Extracted data:
------------
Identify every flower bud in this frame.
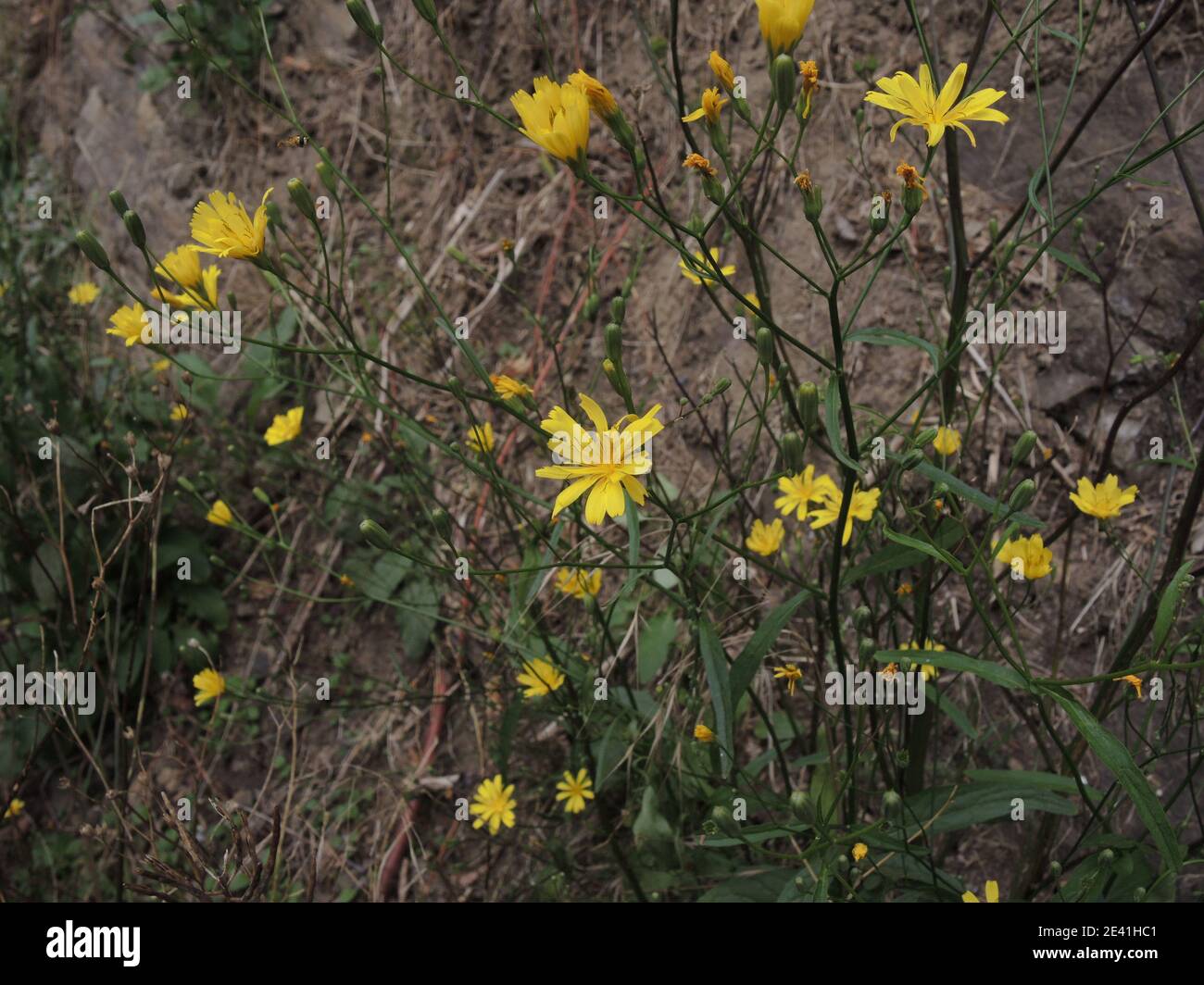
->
------------
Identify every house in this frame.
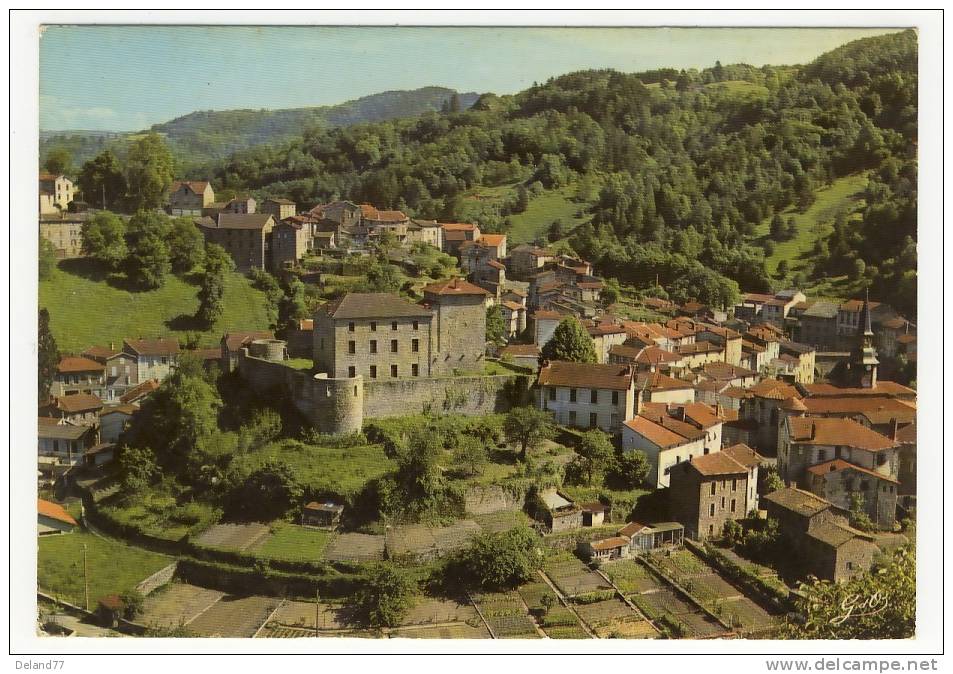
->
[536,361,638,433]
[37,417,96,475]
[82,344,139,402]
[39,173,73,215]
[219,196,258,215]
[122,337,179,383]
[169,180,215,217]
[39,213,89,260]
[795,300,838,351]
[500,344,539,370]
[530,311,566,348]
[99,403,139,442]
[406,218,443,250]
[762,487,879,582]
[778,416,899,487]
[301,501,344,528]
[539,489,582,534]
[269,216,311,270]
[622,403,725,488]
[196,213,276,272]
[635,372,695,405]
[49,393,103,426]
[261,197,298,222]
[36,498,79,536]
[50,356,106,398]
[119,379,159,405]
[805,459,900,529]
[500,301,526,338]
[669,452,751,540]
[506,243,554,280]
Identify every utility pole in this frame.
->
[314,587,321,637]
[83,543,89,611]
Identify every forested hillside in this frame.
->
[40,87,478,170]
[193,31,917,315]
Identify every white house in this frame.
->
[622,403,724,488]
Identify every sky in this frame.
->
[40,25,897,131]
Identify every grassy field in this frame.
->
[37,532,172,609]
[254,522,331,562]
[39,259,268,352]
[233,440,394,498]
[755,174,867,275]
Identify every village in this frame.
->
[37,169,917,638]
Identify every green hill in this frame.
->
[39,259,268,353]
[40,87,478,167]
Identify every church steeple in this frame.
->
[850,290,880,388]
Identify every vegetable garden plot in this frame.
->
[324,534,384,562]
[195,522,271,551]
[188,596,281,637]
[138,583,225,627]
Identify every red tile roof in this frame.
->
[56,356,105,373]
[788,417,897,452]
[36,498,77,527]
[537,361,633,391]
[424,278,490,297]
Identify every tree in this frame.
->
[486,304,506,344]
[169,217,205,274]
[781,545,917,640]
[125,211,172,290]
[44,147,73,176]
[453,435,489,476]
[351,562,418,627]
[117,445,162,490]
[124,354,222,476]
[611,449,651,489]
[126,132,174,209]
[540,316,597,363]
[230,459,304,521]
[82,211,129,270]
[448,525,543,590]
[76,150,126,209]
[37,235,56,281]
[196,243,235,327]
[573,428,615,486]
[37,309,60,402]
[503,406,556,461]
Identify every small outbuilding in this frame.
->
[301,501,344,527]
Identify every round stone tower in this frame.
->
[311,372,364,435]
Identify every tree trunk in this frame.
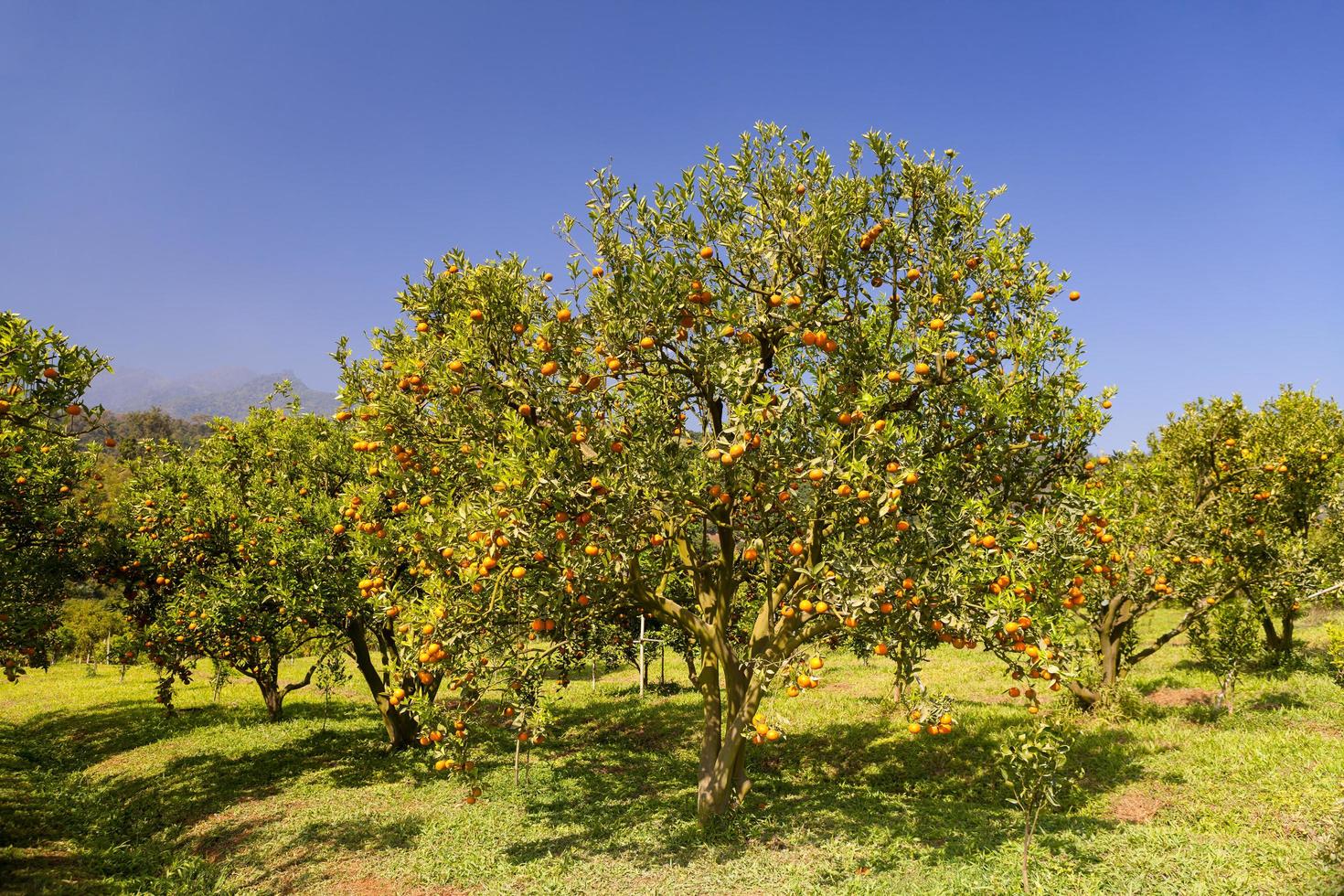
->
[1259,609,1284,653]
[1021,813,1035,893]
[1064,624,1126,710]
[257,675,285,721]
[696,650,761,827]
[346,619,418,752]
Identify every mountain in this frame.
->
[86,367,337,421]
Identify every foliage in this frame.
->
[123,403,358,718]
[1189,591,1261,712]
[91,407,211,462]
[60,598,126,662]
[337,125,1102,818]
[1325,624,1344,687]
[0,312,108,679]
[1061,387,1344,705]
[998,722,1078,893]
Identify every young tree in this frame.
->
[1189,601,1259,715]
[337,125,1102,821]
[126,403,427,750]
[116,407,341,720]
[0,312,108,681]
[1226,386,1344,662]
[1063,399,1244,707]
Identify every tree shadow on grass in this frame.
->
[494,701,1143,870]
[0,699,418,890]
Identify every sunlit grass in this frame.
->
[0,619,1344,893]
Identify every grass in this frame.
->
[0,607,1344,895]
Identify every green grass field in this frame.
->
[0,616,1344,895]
------------
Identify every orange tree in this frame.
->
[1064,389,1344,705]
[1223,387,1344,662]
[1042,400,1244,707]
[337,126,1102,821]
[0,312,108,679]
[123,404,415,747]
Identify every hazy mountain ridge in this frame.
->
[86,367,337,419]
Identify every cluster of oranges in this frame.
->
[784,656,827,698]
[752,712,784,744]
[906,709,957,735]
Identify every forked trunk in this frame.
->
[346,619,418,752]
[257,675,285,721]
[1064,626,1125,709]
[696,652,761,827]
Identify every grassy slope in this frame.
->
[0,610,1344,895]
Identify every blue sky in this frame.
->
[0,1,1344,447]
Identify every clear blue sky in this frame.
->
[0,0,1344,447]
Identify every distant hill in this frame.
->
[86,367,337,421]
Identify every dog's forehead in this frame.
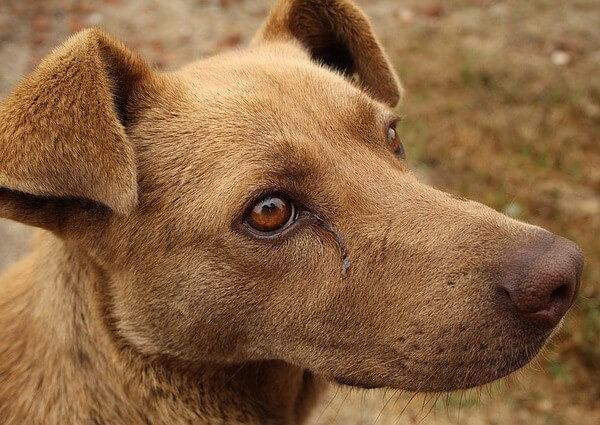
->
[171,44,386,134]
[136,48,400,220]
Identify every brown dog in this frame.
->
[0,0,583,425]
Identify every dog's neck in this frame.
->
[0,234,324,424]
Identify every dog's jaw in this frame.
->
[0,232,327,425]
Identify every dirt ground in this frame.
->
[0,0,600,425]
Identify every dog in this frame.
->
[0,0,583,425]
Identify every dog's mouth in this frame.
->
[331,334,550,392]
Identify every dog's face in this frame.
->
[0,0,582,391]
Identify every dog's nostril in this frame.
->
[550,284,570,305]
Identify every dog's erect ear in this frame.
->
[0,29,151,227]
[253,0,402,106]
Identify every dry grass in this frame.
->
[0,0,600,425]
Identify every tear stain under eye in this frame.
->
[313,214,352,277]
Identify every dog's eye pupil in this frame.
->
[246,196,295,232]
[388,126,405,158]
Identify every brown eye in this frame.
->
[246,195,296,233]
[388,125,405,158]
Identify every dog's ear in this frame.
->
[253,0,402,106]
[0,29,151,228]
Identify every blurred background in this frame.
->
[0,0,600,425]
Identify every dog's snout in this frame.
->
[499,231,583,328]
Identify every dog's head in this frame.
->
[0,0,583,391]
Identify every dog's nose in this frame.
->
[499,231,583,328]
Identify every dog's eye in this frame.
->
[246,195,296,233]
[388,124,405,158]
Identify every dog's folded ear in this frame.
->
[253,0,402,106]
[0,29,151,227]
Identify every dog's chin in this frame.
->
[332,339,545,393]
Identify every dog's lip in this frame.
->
------------
Work required:
Reproduce the lines starting with the one containing "Identify every tree in this frame." and going on through the one containing "[311,372,364,435]", switching "small outbuilding" to "shed" and leaving all else unchanged.

Solution below:
Identify every tree in this frame.
->
[486,304,506,344]
[169,217,205,274]
[781,545,917,640]
[125,211,172,290]
[44,147,73,176]
[453,435,489,476]
[351,562,418,627]
[117,445,162,490]
[124,354,222,476]
[611,449,651,489]
[126,132,174,209]
[540,316,597,363]
[230,459,304,521]
[82,211,129,270]
[448,525,543,590]
[76,150,126,209]
[37,235,56,281]
[196,243,235,327]
[573,428,615,486]
[37,309,60,402]
[503,406,556,461]
Identify every shed in this frame.
->
[301,501,344,527]
Identify every round stone tower in this frame.
->
[311,372,364,435]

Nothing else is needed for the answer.